## TASK PROMPT
Find every line in the records that contains the string "tight", and copy each of those lines in full.

## SOURCE DATA
━━━━━━━━

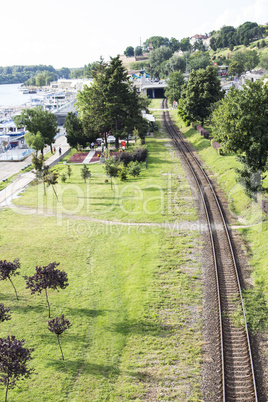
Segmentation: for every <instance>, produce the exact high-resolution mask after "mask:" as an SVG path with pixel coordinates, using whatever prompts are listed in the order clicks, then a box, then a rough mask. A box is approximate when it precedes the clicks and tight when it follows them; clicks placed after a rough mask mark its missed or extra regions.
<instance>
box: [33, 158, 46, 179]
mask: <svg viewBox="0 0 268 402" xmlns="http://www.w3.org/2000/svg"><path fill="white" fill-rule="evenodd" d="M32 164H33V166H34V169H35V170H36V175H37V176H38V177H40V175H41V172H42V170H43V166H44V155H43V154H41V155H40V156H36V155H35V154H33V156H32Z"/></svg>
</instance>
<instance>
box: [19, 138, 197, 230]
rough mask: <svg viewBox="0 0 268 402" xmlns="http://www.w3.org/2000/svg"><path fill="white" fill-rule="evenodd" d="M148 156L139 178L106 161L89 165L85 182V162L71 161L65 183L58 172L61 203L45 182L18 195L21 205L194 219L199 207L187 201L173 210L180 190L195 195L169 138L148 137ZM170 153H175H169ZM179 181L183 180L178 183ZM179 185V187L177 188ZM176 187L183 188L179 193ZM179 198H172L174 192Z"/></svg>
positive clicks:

━━━━━━━━

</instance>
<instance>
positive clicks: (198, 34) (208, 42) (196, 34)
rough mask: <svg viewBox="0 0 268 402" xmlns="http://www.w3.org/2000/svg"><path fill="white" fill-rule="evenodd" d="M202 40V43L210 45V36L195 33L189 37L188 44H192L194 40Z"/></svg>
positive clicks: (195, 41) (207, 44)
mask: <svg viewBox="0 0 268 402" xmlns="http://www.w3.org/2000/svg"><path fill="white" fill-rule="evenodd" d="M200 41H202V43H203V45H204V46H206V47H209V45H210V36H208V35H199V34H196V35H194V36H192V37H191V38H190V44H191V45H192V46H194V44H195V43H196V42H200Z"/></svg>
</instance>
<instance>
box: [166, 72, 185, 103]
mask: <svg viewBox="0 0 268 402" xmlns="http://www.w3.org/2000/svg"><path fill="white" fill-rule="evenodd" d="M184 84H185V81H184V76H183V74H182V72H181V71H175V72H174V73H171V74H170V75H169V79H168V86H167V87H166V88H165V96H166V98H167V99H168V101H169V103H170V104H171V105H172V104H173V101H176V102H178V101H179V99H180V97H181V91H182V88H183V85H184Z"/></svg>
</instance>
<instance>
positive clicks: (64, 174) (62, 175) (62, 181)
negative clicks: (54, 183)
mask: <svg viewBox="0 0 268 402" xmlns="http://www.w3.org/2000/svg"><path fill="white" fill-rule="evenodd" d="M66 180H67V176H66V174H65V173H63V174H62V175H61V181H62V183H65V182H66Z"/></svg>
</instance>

━━━━━━━━

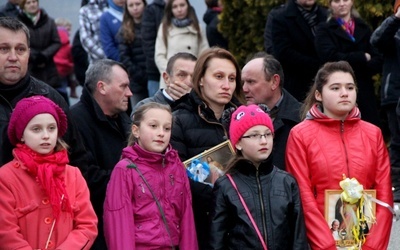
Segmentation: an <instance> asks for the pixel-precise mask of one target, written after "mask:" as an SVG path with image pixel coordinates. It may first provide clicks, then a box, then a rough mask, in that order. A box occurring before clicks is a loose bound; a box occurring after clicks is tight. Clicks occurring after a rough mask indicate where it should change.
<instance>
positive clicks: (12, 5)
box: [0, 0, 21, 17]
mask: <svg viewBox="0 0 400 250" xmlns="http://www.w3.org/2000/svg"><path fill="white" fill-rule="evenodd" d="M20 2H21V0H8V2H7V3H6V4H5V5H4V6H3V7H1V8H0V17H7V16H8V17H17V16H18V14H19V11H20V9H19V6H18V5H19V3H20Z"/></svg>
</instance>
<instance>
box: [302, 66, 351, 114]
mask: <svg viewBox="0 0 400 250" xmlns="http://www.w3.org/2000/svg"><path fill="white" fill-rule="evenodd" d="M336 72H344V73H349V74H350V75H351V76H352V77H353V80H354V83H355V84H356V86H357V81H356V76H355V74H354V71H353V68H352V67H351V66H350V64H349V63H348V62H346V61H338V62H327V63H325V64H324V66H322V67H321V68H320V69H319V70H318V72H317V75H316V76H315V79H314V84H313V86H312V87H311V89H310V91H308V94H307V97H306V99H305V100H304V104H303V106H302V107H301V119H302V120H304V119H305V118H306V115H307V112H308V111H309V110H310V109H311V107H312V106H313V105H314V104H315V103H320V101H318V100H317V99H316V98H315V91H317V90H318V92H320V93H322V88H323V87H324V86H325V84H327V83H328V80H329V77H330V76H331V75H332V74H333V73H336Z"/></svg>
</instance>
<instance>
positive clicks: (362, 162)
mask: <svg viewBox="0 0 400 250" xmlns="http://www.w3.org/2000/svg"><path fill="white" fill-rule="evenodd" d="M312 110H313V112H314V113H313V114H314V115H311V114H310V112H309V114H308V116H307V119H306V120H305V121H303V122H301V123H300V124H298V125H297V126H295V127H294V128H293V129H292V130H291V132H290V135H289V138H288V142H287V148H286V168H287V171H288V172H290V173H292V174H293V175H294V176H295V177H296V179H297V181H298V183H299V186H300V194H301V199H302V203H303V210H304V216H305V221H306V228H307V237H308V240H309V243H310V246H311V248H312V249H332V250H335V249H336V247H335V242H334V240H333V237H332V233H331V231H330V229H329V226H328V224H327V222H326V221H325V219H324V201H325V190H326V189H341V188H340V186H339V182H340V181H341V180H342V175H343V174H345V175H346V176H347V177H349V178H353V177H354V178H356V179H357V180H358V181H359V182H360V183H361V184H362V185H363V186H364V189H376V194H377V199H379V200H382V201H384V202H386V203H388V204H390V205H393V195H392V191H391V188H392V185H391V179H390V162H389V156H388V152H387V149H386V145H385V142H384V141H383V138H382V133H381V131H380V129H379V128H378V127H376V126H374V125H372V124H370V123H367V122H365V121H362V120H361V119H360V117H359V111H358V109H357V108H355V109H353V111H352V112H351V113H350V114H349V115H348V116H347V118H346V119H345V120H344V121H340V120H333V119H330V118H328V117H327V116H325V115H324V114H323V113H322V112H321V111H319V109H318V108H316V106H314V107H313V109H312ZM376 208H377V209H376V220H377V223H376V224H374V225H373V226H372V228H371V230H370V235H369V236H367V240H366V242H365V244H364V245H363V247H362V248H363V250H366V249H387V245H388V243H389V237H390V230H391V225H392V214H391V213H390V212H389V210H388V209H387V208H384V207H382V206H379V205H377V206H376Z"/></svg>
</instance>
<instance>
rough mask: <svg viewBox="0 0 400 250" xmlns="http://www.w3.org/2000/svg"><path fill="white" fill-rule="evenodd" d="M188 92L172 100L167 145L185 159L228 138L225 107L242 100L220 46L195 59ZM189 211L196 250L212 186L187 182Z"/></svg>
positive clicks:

━━━━━━━━

## RESULT FOR THIS TASK
Segmentation: for every <instance>, produce the exact high-resolution mask after "mask:" as an SVG path with pixel coordinates, using whatever prompts are listed in the order clicks, then a box, then a rough mask. A box is approximate when it precedes the clicks and tight when it follows them; clicks placed after a rough mask mark its missed or extra regions.
Segmentation: an <instance> asks for the pixel-precise mask of one target, written after "mask:" as an SVG path with image pixel coordinates. It may first provide clicks, then a box, then a rough mask, in that order. A box occurring before clicks is a loose bound; a box occurring after clicks is tight. Clicks occurring after a rough mask indicate where it should change.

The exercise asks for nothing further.